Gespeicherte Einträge
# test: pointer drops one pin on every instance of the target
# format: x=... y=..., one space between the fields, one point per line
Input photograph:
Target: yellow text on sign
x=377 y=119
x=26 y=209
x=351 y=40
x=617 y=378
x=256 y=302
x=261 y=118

Aufgabenstellung:
Gib sämtliche Zeilen der Einträge oben vollständig erneut aus. Verschiebe dabei in den Antworten jede x- und y-Koordinate um 12.

Ausgearbeitete Lösung:
# test: pointer drops one pin on every instance of the target
# format: x=... y=..., one space between the fields, one point per line
Input photograph:
Target: yellow text on sign
x=389 y=131
x=38 y=221
x=363 y=52
x=629 y=390
x=268 y=314
x=273 y=130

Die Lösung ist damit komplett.